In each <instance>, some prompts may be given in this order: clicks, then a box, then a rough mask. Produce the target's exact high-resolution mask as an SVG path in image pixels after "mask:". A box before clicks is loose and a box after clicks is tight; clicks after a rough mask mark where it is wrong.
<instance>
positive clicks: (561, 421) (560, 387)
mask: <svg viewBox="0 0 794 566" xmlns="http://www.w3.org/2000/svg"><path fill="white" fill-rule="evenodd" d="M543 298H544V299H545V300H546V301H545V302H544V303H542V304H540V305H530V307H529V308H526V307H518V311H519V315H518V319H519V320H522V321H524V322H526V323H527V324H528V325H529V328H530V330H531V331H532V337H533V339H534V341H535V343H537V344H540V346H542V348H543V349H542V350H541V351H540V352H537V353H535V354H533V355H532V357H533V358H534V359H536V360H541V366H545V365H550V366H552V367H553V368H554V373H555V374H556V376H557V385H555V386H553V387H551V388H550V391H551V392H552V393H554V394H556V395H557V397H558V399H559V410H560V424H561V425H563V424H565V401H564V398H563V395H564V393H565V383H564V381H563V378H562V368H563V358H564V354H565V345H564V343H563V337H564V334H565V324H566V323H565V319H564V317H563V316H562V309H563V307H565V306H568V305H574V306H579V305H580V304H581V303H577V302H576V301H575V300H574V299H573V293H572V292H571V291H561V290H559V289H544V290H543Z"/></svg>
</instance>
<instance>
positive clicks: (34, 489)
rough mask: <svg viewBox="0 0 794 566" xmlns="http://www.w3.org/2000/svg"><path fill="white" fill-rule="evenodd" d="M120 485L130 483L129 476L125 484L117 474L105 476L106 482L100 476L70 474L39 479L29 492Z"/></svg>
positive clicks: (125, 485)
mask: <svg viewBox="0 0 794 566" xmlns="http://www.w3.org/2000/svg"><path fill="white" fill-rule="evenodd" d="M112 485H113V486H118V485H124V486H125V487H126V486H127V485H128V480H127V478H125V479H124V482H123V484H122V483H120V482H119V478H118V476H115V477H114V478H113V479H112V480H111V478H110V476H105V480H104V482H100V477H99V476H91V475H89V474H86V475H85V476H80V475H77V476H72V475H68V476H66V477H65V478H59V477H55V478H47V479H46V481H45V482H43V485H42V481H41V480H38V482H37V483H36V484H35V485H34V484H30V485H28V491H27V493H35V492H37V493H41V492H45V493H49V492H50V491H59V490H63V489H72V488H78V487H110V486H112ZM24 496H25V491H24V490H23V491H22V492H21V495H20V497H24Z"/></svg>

*TASK DETAILS*
Output as a JSON list of strings the lines of the records that begin at the line containing "</instance>" and continue through the end of the records, one string per line and blank lines omitted.

*ANSWER BELOW*
[
  "</instance>",
  "<instance>",
  "positive clicks: (34, 489)",
  "rough mask: <svg viewBox=\"0 0 794 566\" xmlns=\"http://www.w3.org/2000/svg\"><path fill=\"white\" fill-rule=\"evenodd\" d=\"M120 485L130 483L129 476L125 484L117 474L105 476L106 482L100 476L70 474L39 479L29 492Z\"/></svg>",
  "positive clicks: (125, 485)",
  "mask: <svg viewBox=\"0 0 794 566\" xmlns=\"http://www.w3.org/2000/svg\"><path fill=\"white\" fill-rule=\"evenodd\" d=\"M112 485H113V486H118V485H124V486H125V487H126V486H127V485H128V480H127V478H125V479H124V482H123V484H122V483H120V482H119V478H118V476H115V477H114V478H113V479H112V480H111V478H110V476H105V480H104V482H100V477H99V476H91V475H89V474H86V475H85V476H80V475H77V476H72V475H68V476H66V477H65V478H59V477H55V478H47V479H46V481H45V482H43V485H42V481H41V480H38V482H37V483H36V484H35V485H34V484H30V485H28V491H27V493H35V492H37V493H41V492H45V493H49V492H50V491H59V490H63V489H72V488H78V487H110V486H112ZM24 496H25V491H24V490H23V491H22V492H21V495H20V497H24Z\"/></svg>"
]